BLOQUE DE TEXTO:
+ + + + +

Robin Wood era descendiente de escoceses e irlandeses nacido en Caazapá en el centro de Paraguay. Pero vino a Encarnación. Vivió ahí y también en Posadas. Y luego viajó a Buenos Aires. Hasta que un día publicaron su primera historieta (Nippur de Lagash) y ya no paró más. Este es un intento de homenaje a quien llenó de histori(et)as mi infancia
Dicen algunos: “El acceso a la lectura y la pasión por la literatura empezaban de chicos cuando los padres compraban a los hijos libros de la colección Robin Hood, esos ejemplares con tapas amarillentas y que traían las novelas clásicas”.
Pero yo digo que no.
Los que vivimos la infancia en los años 50, 60 ó 70, la vía de acceso fue otra. Fueron, simplemente, las historietas.
Ah, cierto. Debo volverme millenial y decir “los comics”. Ya no son más historietas.
Las historietas, amigos, eran la verdadera puerta de entrada a ese mundo mágico de las ficciones. Y no gustaban solo a los chicos. En casa de mis padres se leían muchas historietas.
Mi viejo (laburante, clase media baja, primaria completa y algo de secundaria) y mi mamá (ama de casa, todo lo demás igual que mi viejo) tenían ese gusto incorporado.
Pero a mi viejo le costaban los libros.
¿Y qué se leía? Si eras varón, la cosa era fácil: D’Artagnan, El Tony y Fantasía.
Y si era mi mamá, para ella había Intervalo (sí, confieso que la llamábamos con acento en la “é”).
¡Esa fue la puerta de acceso!

+ + + + +

LO QUE SE PIDE: Explique en una a tres oraciones por qué el texto sobre Robin Wood niega que la colección Robin Hood fuera la vía de acceso a la lectura. Este material procede de una fuente distinta a la del texto.

+ + + + +

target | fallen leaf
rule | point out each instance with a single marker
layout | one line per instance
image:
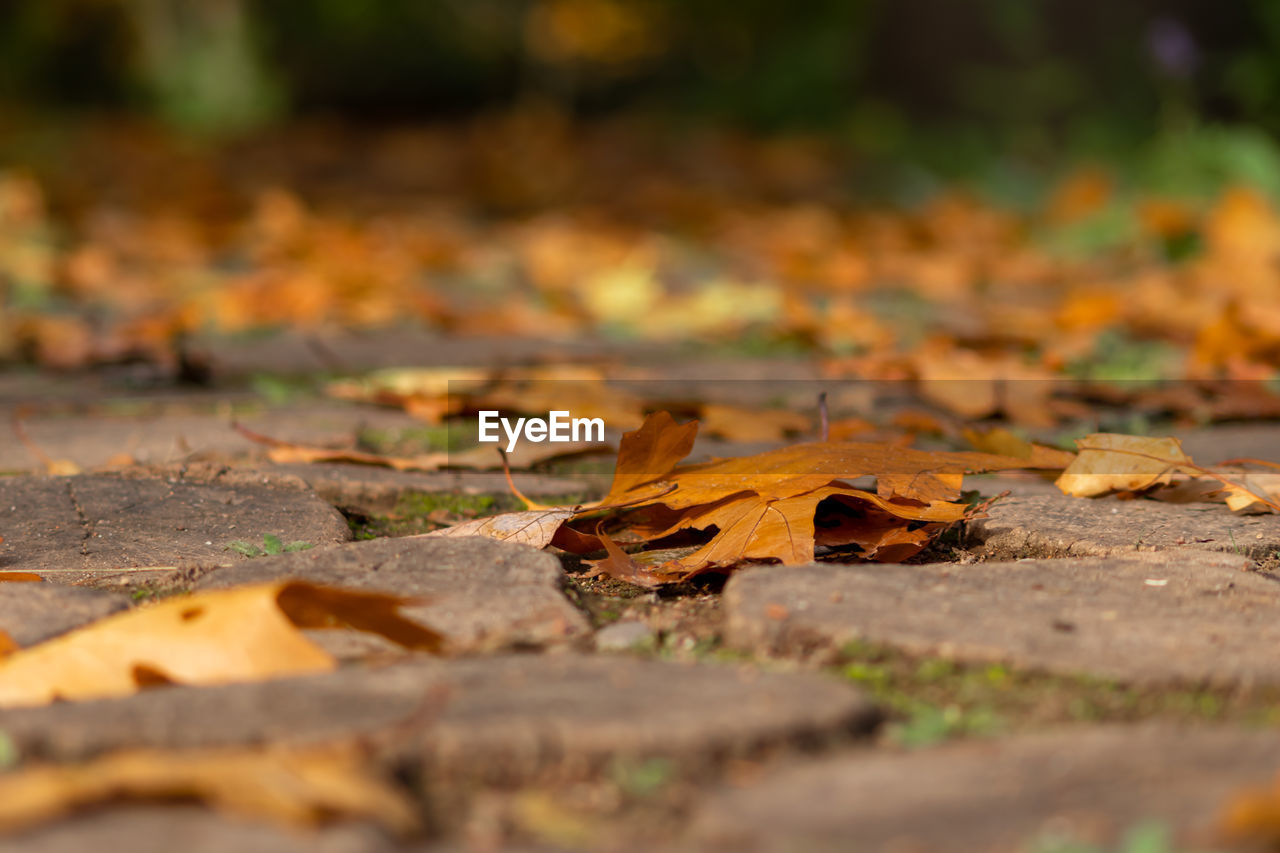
(1252, 815)
(530, 527)
(218, 637)
(649, 454)
(301, 787)
(287, 452)
(764, 506)
(1114, 463)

+ + + + +

RESPUESTA AL EJERCICIO: Porque, para quienes vivieron la infancia en los años 50, 60 o 70, la vía de acceso fue otra: las historietas. Según el texto, estas eran la verdadera puerta de entrada al mundo mágico de las ficciones.